WHAT YOU HAVE TO DO: Convert every line of the records below into a JSON list of strings, one string per line, leaving out blank lines.

─── RECORDS SHOWN ───

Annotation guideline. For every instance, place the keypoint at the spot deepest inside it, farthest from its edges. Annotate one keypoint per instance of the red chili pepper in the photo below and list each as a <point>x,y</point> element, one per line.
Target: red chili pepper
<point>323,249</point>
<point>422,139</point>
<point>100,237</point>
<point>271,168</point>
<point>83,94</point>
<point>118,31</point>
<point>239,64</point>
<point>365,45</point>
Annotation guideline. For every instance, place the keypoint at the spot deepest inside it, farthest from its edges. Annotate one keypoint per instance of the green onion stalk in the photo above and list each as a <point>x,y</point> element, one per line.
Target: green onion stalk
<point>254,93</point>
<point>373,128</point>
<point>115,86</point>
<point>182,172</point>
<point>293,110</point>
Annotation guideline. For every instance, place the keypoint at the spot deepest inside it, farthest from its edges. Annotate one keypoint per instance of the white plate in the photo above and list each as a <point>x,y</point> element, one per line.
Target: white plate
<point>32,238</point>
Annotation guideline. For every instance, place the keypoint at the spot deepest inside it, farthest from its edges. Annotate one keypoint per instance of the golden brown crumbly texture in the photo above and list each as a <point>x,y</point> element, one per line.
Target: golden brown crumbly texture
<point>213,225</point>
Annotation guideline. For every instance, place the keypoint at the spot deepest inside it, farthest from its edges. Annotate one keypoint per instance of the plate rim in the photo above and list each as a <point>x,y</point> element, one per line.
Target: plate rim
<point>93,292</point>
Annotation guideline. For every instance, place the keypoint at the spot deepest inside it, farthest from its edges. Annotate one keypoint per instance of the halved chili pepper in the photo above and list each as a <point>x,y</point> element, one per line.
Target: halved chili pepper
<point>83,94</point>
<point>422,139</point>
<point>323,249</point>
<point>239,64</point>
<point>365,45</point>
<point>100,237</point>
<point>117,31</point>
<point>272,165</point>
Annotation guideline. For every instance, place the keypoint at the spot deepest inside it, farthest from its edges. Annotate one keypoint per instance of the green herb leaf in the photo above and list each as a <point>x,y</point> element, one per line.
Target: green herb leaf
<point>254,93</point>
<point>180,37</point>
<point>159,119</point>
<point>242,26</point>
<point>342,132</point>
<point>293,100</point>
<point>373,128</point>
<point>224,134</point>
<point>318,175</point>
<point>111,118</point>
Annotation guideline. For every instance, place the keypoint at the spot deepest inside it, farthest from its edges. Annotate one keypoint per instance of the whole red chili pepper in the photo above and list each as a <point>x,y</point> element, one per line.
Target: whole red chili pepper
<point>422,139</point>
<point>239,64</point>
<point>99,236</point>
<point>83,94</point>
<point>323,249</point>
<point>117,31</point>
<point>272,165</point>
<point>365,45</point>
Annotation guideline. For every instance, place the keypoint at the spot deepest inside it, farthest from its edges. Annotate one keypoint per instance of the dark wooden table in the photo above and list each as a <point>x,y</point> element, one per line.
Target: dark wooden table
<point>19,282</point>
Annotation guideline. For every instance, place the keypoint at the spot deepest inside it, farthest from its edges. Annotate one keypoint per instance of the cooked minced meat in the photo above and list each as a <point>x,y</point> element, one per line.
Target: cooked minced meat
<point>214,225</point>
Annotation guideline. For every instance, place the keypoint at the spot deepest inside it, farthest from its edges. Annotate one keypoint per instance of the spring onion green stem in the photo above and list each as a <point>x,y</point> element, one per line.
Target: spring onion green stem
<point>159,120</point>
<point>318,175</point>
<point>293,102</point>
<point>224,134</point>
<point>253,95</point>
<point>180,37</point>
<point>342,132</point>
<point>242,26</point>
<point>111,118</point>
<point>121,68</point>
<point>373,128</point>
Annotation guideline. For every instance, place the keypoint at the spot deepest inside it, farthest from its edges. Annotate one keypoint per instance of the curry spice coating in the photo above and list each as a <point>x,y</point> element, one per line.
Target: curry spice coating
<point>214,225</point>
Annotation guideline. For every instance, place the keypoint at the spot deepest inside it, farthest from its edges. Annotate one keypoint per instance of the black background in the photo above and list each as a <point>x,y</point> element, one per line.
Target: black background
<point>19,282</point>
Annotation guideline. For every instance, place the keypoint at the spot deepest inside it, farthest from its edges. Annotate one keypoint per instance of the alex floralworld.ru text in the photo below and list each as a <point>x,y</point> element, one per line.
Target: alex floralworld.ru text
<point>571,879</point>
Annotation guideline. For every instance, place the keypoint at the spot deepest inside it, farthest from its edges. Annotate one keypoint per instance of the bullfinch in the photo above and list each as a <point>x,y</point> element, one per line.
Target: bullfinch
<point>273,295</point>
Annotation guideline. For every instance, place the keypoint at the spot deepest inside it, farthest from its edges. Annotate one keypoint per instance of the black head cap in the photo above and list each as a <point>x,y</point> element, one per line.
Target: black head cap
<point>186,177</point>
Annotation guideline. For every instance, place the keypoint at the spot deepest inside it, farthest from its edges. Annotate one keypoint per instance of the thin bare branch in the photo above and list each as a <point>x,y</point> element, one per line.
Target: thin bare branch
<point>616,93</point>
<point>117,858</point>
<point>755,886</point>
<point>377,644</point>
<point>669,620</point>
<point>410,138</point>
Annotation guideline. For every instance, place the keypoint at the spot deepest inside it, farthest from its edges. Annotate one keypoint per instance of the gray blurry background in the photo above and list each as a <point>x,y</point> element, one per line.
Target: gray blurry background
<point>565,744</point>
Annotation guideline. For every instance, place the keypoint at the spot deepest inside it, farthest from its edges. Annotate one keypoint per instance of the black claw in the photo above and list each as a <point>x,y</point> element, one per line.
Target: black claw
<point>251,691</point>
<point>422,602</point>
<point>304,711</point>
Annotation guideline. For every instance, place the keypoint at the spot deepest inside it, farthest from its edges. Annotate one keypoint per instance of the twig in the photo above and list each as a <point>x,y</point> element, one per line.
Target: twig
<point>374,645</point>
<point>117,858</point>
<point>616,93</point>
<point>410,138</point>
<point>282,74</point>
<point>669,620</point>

───

EXPECTED OUTPUT:
[
  "Annotation guideline. For every instance, place the keypoint at the spot deepest inside it, farthest from its edges. Annotate one keypoint per instance of the red chili pepper in the photo below and list each as a <point>x,y</point> element, one per line.",
  "Target: red chili pepper",
  "<point>323,249</point>",
  "<point>422,139</point>",
  "<point>100,237</point>",
  "<point>271,168</point>",
  "<point>83,94</point>",
  "<point>118,31</point>",
  "<point>239,64</point>",
  "<point>365,45</point>",
  "Annotation guideline. For every instance, place the keypoint at the spot deepest inside it, farthest from its edges. Annotate one keypoint per instance of the green onion stalk in the photo above and list each as a <point>x,y</point> element, one per line.",
  "Target: green onion stalk",
  "<point>254,93</point>",
  "<point>373,128</point>",
  "<point>115,86</point>",
  "<point>182,172</point>",
  "<point>293,110</point>",
  "Annotation guideline. For every instance, place the keypoint at the spot deepest inside it, farthest from its edges. Annotate one keypoint per instance of the white plate in the photo above and list each as a <point>x,y</point> element, one per line.",
  "Target: white plate",
  "<point>32,238</point>",
  "Annotation guideline. For every instance, place the keypoint at the spot deepest inside it, farthest from its edges. Annotate one keypoint per instance of the golden brown crumbly texture in the photo above and list each as a <point>x,y</point> element, one per line.",
  "Target: golden brown crumbly texture",
  "<point>213,225</point>",
  "Annotation guideline. For every instance, place the keypoint at the spot deepest inside it, farthest from its edges. Annotate one keypoint per instance of the plate rim in the photo above and list each as a <point>x,y</point> element, one per line.",
  "Target: plate rim",
  "<point>93,292</point>",
  "Annotation guideline. For every instance, place the keypoint at the spot deepest inside it, farthest from its edges. Annotate one keypoint per instance of the halved chili pepper in the photo above and list each as a <point>x,y</point> element, one per line.",
  "Target: halved chili pepper",
  "<point>83,94</point>",
  "<point>422,139</point>",
  "<point>323,249</point>",
  "<point>239,64</point>",
  "<point>365,45</point>",
  "<point>100,237</point>",
  "<point>117,31</point>",
  "<point>272,165</point>",
  "Annotation guideline. For every instance, place the keypoint at the spot deepest inside it, farthest from its edges. Annotate one keypoint per instance of the green herb leaf in the photo above and list each as a <point>x,y</point> element, one per line.",
  "Target: green herb leaf",
  "<point>254,93</point>",
  "<point>180,37</point>",
  "<point>159,119</point>",
  "<point>242,26</point>",
  "<point>342,132</point>",
  "<point>293,100</point>",
  "<point>373,128</point>",
  "<point>224,134</point>",
  "<point>318,175</point>",
  "<point>111,118</point>",
  "Annotation guideline. For every instance, place the keypoint at the spot deepest inside it, farthest from its edges. Annotate one keypoint per instance of the whole red chili pepper in the photo above and list each as a <point>x,y</point> element, one per line.",
  "Target: whole red chili pepper",
  "<point>422,139</point>",
  "<point>239,64</point>",
  "<point>99,236</point>",
  "<point>83,94</point>",
  "<point>323,249</point>",
  "<point>117,31</point>",
  "<point>272,165</point>",
  "<point>365,45</point>",
  "Annotation guideline. For every instance, place the keypoint at the spot deepest inside it, farthest from its edges. Annotate one keypoint per instance of the dark wooden table in the photo above and list each as a <point>x,y</point> element, one per line.",
  "Target: dark wooden table",
  "<point>19,282</point>",
  "Annotation guideline. For every instance, place the keypoint at the spot deepest inside it, farthest from its edges. Annotate one keypoint per instance of the cooked minced meat in the photo above and list each as a <point>x,y</point> element, one per line.",
  "Target: cooked minced meat",
  "<point>214,225</point>",
  "Annotation guideline. For every instance, place the keypoint at the spot deepest inside it, farthest from its edges. Annotate one keypoint per instance of the spring onion green stem in the photo above and list each as a <point>x,y</point> element, one per line.",
  "Target: spring onion green stem",
  "<point>159,120</point>",
  "<point>318,175</point>",
  "<point>293,102</point>",
  "<point>224,134</point>",
  "<point>253,95</point>",
  "<point>180,37</point>",
  "<point>342,132</point>",
  "<point>242,26</point>",
  "<point>111,118</point>",
  "<point>121,68</point>",
  "<point>373,128</point>",
  "Annotation guideline. For every instance, place the keypoint at the spot deepest inside it, farthest from its edges. Annotate one keypoint per instance of the curry spice coating in the photo above and list each as a <point>x,y</point> element, one per line.",
  "Target: curry spice coating",
  "<point>214,225</point>",
  "Annotation guideline. For every instance, place the keypoint at the spot deepest inside it, farthest from its edges. Annotate one keypoint per instance of the black background in the photo above and list each as a <point>x,y</point> element, one per line.",
  "Target: black background",
  "<point>19,282</point>",
  "Annotation guideline. For every instance, place the keypoint at the spot deepest inside it, farthest from its edges. Annotate one keypoint per instance of the alex floralworld.ru text in the photo below and list each as a <point>x,y</point> element, one per line.",
  "Target: alex floralworld.ru text",
  "<point>571,879</point>",
  "Annotation guideline. For every instance, place the keypoint at the spot deepest inside it, farthest from its edges. Annotate one keypoint per instance of the bullfinch in the photo above and list each as a <point>x,y</point> element, one per line.",
  "Target: bullfinch",
  "<point>273,295</point>",
  "Annotation guideline. For every instance, place the keypoint at the spot deepest inside it, farthest from its edges. Annotate one keypoint per instance of the black head cap in the photo above and list each as a <point>x,y</point> element, one per line.",
  "Target: black head cap",
  "<point>186,177</point>",
  "Annotation guideline. For every instance, place the keypoint at the spot deepest inside it, farthest from its edges. Annotate one keypoint per instance of the thin bare branch in the photo above and list each as a <point>x,y</point> element, one per line.",
  "Target: thin bare branch",
  "<point>616,93</point>",
  "<point>117,858</point>",
  "<point>755,886</point>",
  "<point>377,644</point>",
  "<point>669,620</point>",
  "<point>410,138</point>",
  "Annotation guideline. For every instance, place the keypoint at the spot deepest inside it, farthest from its edges. Annotate one keypoint per instance of the gray blurry background in the photo above and list each as a <point>x,y</point> element, one per line.",
  "Target: gray blurry background",
  "<point>565,744</point>",
  "Annotation guideline. For every instance, place the keypoint at the spot deepest inside it, farthest from its edges. Annotate one keypoint per instance of the black claw in the photo above and list each as a <point>x,y</point> element, one per line.",
  "Target: black claw",
  "<point>251,691</point>",
  "<point>422,602</point>",
  "<point>304,711</point>",
  "Annotation guideline. For every instance, place the keypoint at the spot deepest inside it, farthest from its edges. Annotate one keypoint per instance of the twig in the photo above and list each as a <point>x,y</point> element, one per line.",
  "Target: twig",
  "<point>374,645</point>",
  "<point>117,858</point>",
  "<point>616,93</point>",
  "<point>410,138</point>",
  "<point>282,74</point>",
  "<point>669,620</point>"
]